▶ [EXERCISE GOAL]: Give the lines below as a numbered list, skipping any blank lines and leaving out the pictures.
-----
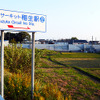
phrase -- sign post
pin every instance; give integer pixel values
(33, 65)
(20, 21)
(2, 63)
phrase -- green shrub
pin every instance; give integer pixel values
(19, 59)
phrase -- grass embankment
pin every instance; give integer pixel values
(53, 81)
(87, 62)
(18, 76)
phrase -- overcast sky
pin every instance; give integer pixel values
(65, 18)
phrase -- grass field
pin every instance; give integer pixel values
(70, 81)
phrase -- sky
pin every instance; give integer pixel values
(65, 18)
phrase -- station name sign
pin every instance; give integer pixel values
(22, 21)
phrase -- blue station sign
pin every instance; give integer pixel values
(22, 21)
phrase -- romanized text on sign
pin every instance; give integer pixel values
(19, 21)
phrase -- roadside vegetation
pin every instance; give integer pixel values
(55, 77)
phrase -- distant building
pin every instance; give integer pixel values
(6, 42)
(94, 42)
(78, 42)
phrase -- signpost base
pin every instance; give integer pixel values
(2, 63)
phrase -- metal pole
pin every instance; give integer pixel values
(33, 65)
(2, 63)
-----
▶ [RESULT]:
1. phrase -- sign post
2. pin every instance; give integer pixel values
3. (33, 65)
4. (20, 21)
5. (2, 63)
6. phrase -- green shrub
7. pin every instance; give integer pixel values
8. (19, 59)
9. phrase -- grass embankment
10. pin every instance; give integer pixel values
11. (53, 81)
12. (87, 62)
13. (18, 76)
14. phrase -- overcast sky
15. pin every instance; give integer pixel values
16. (65, 18)
17. phrase -- grass field
18. pin every instance; give integer pixel values
19. (70, 81)
20. phrase -- sky
21. pin every instance; give integer pixel values
22. (65, 18)
23. phrase -- station name sign
24. pin every instance; give integer pixel values
25. (22, 21)
26. phrase -- blue station sign
27. pin every instance; give integer pixel values
28. (22, 21)
29. phrase -- romanized text on sign
30. pin every instance; give integer pixel values
31. (19, 21)
32. phrase -- roadside vegetation
33. pin every instance; give integer pixel values
34. (55, 77)
35. phrase -- distant building
36. pin every instance; give integer pixel values
37. (6, 42)
38. (94, 42)
39. (78, 42)
40. phrase -- signpost base
41. pin every instance; give integer pixel values
42. (2, 63)
43. phrase -- metal pole
44. pin every instance; give integer pixel values
45. (33, 65)
46. (2, 63)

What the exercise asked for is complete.